# START OF Raw data
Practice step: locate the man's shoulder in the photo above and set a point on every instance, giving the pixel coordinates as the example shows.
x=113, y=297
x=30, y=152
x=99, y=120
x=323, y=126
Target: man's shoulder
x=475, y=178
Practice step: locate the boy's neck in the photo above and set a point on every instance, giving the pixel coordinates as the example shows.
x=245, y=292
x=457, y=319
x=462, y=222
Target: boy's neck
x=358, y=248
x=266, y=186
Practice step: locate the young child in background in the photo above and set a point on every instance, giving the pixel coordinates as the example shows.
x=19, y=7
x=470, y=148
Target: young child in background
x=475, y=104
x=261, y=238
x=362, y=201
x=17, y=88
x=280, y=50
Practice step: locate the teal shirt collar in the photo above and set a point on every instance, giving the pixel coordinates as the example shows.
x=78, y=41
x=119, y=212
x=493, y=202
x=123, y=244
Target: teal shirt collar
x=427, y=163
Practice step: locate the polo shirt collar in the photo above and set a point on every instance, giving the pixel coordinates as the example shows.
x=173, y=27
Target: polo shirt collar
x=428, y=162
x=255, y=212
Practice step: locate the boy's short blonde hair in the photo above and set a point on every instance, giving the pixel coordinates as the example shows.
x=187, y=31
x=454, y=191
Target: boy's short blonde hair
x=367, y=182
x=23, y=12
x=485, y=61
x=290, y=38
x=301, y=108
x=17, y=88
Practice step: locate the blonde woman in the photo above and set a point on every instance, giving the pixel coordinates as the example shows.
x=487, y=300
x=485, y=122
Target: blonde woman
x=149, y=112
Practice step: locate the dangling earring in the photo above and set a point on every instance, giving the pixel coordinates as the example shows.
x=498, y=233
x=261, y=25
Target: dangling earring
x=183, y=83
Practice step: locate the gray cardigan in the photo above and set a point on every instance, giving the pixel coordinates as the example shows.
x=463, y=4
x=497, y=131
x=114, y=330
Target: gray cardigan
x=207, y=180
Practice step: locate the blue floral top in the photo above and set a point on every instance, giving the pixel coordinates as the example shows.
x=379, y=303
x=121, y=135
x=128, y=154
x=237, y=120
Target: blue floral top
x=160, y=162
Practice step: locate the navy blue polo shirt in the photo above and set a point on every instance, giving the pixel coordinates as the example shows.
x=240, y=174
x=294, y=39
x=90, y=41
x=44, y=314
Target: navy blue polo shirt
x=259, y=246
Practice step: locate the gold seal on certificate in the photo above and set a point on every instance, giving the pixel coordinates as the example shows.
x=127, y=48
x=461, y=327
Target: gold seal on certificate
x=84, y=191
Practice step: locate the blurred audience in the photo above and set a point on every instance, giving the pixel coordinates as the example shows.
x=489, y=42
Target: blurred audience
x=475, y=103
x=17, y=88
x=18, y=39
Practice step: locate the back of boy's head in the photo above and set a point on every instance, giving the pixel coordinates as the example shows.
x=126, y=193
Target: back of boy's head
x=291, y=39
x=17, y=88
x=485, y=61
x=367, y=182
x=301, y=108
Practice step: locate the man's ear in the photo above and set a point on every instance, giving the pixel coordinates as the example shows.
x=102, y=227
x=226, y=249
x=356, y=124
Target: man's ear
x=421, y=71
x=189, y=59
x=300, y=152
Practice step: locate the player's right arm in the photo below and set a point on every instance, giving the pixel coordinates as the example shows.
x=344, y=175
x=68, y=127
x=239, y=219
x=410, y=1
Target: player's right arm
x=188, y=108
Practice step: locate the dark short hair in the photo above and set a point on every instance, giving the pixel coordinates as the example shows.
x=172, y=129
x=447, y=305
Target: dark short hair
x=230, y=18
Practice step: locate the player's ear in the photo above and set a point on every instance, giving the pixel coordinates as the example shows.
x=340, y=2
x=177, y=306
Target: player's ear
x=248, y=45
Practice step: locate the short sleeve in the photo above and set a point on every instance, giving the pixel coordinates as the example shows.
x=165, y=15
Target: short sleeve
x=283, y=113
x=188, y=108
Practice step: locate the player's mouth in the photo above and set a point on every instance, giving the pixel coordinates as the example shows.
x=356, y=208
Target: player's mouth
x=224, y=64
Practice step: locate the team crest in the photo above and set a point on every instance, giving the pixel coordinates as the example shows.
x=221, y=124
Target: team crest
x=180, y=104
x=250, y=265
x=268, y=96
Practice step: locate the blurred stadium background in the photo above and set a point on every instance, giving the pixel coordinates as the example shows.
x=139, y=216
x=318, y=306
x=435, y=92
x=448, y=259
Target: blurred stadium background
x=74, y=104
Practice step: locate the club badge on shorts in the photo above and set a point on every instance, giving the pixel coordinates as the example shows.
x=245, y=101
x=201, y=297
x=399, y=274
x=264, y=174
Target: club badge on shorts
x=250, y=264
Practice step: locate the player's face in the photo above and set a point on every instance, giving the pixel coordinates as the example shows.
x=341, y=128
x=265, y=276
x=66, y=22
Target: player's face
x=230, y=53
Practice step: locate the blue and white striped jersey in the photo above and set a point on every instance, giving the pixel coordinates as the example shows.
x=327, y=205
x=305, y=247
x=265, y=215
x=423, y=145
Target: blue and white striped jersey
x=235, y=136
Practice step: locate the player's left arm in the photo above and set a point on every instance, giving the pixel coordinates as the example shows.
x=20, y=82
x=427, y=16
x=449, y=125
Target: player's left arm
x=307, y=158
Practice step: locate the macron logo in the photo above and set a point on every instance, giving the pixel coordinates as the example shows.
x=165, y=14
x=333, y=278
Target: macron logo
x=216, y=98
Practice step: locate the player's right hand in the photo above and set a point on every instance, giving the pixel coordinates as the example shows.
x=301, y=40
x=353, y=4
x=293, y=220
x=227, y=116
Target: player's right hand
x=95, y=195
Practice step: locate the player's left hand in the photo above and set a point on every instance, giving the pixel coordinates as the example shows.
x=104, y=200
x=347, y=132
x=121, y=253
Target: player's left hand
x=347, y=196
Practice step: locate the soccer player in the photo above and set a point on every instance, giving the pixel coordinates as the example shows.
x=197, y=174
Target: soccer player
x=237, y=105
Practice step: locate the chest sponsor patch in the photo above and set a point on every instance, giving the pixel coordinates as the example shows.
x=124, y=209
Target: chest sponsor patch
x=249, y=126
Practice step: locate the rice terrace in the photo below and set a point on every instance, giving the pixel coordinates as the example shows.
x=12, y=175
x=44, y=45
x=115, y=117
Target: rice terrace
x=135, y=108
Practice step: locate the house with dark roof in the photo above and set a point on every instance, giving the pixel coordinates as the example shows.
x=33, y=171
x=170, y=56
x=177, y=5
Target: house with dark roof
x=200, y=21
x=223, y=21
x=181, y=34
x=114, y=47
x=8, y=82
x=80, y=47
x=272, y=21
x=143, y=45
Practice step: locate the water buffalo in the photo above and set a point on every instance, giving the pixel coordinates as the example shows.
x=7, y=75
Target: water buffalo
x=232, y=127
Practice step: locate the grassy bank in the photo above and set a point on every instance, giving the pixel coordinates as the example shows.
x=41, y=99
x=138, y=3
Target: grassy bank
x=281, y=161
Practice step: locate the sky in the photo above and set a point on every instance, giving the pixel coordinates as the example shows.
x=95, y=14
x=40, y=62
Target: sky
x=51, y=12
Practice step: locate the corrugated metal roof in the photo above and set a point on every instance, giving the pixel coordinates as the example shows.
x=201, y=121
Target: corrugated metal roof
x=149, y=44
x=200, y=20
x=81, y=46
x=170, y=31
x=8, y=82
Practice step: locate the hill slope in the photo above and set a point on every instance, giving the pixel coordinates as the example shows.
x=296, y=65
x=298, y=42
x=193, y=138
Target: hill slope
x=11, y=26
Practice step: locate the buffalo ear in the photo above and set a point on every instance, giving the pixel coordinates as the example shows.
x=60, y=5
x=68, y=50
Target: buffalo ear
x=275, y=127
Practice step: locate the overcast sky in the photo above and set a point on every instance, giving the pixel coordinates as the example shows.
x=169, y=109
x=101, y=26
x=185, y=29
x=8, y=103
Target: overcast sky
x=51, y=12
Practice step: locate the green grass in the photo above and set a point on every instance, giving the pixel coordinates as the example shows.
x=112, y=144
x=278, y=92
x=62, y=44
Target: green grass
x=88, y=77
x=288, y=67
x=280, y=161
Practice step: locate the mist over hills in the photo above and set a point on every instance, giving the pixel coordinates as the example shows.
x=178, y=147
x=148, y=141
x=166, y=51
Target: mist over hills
# END OF Raw data
Can you write out everything from the start of the listing down to the line containing "x=280, y=50", substituting "child's neck" for "boy's neck" and leaving all else unchanged?

Practice step: locate the man's shoulder in the photo above and set a point on every instance, giving the pixel coordinates as the example shows.
x=113, y=297
x=30, y=152
x=99, y=120
x=323, y=126
Target: man's shoulder
x=475, y=178
Practice step: locate the child's neck in the photo above and set a point on every instance, giving the pixel coordinates as the example shows.
x=245, y=292
x=457, y=319
x=462, y=222
Target: child's neck
x=358, y=248
x=266, y=186
Practice step: locate the young child in background in the photo above and set a point on every instance, giving the pixel coordinates as the example shows.
x=19, y=7
x=470, y=148
Target: young child in background
x=475, y=104
x=261, y=238
x=362, y=201
x=17, y=88
x=280, y=50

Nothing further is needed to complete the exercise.